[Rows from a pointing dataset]

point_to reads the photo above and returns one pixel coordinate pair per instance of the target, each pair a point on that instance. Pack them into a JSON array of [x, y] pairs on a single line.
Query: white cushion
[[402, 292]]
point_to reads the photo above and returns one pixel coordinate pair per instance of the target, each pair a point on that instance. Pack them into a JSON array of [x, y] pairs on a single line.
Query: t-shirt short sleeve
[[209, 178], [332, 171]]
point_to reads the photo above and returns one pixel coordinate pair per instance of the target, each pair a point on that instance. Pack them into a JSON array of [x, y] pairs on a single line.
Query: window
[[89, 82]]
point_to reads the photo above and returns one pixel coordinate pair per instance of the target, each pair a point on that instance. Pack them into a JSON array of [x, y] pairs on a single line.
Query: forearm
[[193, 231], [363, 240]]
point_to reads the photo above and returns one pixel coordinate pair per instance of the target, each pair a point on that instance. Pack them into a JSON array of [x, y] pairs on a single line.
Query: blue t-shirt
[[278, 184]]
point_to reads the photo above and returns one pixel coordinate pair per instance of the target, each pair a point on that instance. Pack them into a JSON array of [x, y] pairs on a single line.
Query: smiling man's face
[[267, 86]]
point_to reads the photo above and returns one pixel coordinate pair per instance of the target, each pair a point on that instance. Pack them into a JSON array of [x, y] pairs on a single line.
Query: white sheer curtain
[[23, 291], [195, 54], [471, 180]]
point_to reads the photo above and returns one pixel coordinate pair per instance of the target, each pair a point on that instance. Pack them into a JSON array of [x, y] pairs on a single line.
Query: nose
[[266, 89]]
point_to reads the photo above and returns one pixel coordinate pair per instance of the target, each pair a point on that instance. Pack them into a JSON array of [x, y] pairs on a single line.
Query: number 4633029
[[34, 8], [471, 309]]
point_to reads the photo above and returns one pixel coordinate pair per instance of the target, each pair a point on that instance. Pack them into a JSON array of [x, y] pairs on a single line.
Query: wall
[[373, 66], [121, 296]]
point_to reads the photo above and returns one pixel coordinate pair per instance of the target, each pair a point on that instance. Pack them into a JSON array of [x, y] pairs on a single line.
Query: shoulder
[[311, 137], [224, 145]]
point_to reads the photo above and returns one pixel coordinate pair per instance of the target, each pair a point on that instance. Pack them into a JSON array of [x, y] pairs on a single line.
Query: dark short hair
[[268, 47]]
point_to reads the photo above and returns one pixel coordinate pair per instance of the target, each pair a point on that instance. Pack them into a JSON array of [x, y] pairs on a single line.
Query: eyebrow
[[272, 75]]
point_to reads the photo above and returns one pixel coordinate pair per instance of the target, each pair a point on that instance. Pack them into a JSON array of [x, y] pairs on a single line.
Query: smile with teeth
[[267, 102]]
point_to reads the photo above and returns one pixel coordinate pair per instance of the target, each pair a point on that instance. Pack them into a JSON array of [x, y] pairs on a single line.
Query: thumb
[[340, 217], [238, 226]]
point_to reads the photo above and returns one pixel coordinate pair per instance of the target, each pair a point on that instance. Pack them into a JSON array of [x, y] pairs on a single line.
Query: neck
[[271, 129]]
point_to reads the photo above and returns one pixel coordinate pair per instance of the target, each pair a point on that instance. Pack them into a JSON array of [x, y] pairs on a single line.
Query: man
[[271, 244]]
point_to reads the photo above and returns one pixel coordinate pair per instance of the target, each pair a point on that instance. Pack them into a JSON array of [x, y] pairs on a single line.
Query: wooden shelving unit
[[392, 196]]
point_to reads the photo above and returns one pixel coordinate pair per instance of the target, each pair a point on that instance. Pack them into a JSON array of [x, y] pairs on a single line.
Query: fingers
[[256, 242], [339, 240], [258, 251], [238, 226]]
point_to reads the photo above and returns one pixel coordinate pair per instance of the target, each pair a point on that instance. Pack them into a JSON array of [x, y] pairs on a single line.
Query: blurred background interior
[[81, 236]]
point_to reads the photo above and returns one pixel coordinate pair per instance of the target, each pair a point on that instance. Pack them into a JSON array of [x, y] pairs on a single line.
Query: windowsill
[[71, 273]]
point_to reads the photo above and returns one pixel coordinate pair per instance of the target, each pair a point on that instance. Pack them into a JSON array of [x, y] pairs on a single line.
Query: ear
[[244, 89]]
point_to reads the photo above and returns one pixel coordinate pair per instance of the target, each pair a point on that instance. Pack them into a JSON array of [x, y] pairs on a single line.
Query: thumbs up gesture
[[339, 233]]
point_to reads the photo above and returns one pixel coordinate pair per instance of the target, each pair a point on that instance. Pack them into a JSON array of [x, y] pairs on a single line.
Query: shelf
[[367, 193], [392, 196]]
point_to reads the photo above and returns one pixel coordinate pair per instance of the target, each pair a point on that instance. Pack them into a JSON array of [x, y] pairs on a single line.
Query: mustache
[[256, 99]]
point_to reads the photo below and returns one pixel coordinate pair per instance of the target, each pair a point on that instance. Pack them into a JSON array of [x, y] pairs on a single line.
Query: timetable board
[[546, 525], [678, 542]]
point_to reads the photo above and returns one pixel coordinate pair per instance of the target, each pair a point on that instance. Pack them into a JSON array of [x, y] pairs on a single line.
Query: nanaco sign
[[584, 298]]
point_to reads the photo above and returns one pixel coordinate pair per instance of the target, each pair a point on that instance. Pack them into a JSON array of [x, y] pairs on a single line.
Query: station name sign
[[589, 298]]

AIM:
Give back the data above exactly as it appears.

EXERCISE ANSWER:
point_to reads the photo above and returns one pixel coordinate pair per instance of the target, each pair a point on that instance. Pack them into a JSON array of [x, y] pairs on a single line.
Query: white cushion
[[402, 292]]
point_to reads the photo above and returns one pixel coordinate pair per instance of the target, each pair a point on that instance. Pack them into a JSON array of [x, y] pairs on a single line.
Query: t-shirt short sleeve
[[209, 178], [332, 171]]
point_to reads the photo above and returns one pixel coordinate pair per instance of the target, each pair a point on that instance. Pack them into a JSON array of [x, y] pairs on a single line.
Query: window
[[89, 82]]
point_to reads the photo above and returns one pixel coordinate pair per instance of the target, each pair a point on that instance. Pack them into a JSON array of [x, y] pairs on a single line.
Query: forearm
[[193, 231], [363, 240]]
point_to reads the photo above and returns one pixel coordinate pair per instance of the target, each pair a point on that instance. Pack them into a JSON array of [x, y] pairs on a single line.
Query: blue t-shirt
[[278, 184]]
point_to reads the photo above and returns one pixel coordinate pair per instance of the target, each pair a point on that instance. Pack them into a JSON array of [x, y] pairs on a single line.
Query: smiling man's face
[[267, 86]]
point_to reads the photo above and returns one pixel coordinate pair per instance of the target, each pair a point on that instance. Pack them into a JSON array of [x, y] pairs on a single line.
Query: white sheer curtain
[[23, 291], [195, 54], [471, 180]]
point_to reads the photo above and returns one pixel coordinate pair per instance of the target, each pair a point on that instance. Pack them into a JSON array of [x, y] pairs on a single line.
Query: nose
[[266, 89]]
point_to reads the photo above and returns one pixel coordinate pair per instance of the target, each pair a point on that instance. Pack them into a JSON array of [x, y] pairs on a single line.
Query: number 4633029
[[34, 8], [471, 309]]
point_to reads the photo above and returns one pixel coordinate pair per instance of the target, each pair a point on that instance. Pack them into a JSON array of [x, y] pairs on a single line.
Query: wall
[[373, 66], [121, 296]]
point_to reads the photo above and returns one pixel coordinate pair per instance of the target, each pair a point on that instance. Pack them into a JSON array of [x, y] pairs on a single line.
Query: shoulder
[[311, 137], [224, 145]]
point_to reads the photo above and returns one pixel coordinate pair per instance of the target, each pair a point on that instance. Pack them into a JSON array of [x, y] pairs on a single line.
Query: dark short hair
[[268, 47]]
point_to reads the photo above and returns one pixel coordinate pair per instance of the target, each pair a point on that instance. Pack them into a JSON array of [x, y] pairs on a single line.
Query: eyebrow
[[272, 75]]
point_to reads the photo above and returns one pixel coordinate pair per instance of the target, each pair a point on that instance. Pack them into a JSON array of [x, y] pairs on a single line.
Query: smile with teeth
[[267, 102]]
point_to reads the photo above and returns one pixel coordinate pair per instance of the target, each pair a point on that instance. Pack them into a JSON array of [x, y] pairs on a single line.
Query: thumb
[[340, 217], [238, 226]]
point_to reads the photo above and returns one pixel coordinate pair per instance of the target, each pair a point on that instance. Pack them into a JSON array of [x, y] pairs on a single line.
Query: neck
[[271, 129]]
point_to reads the photo above and returns one pixel coordinate pair per instance of the target, each pair a point on that instance. Pack them into a JSON array of [x, y] pairs on a single line.
Query: man
[[271, 244]]
point_to reads the photo above and returns one pixel coordinate pair per instance of the target, each pair a point on that instance. Pack them into a JSON array of [x, y] pairs on a single line.
Query: wooden shelving unit
[[392, 196]]
point_to reads the photo above and returns one pixel coordinate pair per instance of the target, each pair a point on that instance. Pack them into a JSON array of [x, y] pairs on a single line.
Query: fingers
[[256, 242], [339, 240], [258, 251], [238, 226]]
point_to reads the photo above and returns one pixel coordinate pair per instance of the target, each pair a point on that instance. Pack them into a JSON array of [x, y] pairs on a single line.
Query: blurred background interior
[[81, 236]]
point_to reads the photo above and returns one pixel coordinate pair per instance of the target, each pair a point on that instance. Pack them into a JSON array of [x, y] pairs on a single line.
Query: windowsill
[[71, 273]]
point_to reads the photo above and returns one pixel coordinate pair per instance of the target, each pair a point on that instance. Pack them into a JSON array of [x, y] pairs on a single line.
Query: ear
[[244, 89]]
point_to reads the photo above and returns one pixel coordinate pair per instance of the target, each pair a point on that instance. Pack them into a JSON array of [x, y] pairs on a single line.
Query: thumbs up gesture
[[339, 233]]
point_to reads the photo above and returns one pixel coordinate pair per instance of the target, each pair a point on that instance. Pack them into a JSON array of [x, y] pairs on a single line.
Query: shelf
[[367, 193], [392, 196]]
point_to reads the photo above and returns one pixel coordinate pair per instance of the target, each pair a point on that instance. Pack them into a JSON array of [x, y] pairs on a single line.
Query: mustache
[[256, 99]]
point_to reads the photo below and returns one pixel coordinate pair per instance of the target, each pair a point on that instance. Pack them into a JSON array of [x, y] pairs on a single line.
Query: timetable board
[[546, 525], [678, 542]]
point_to reads the photo above and returns one pixel coordinate pair per instance of the target, each pair a point on that instance. Pack them into a JSON array of [x, y] pairs on a single line.
Query: nanaco sign
[[584, 298]]
point_to reads the photo above and returns one pixel coordinate pair per instance of the target, each pair a point on that instance. Pack them into a JSON array of [x, y] pairs on a single line.
Query: station name sign
[[589, 298]]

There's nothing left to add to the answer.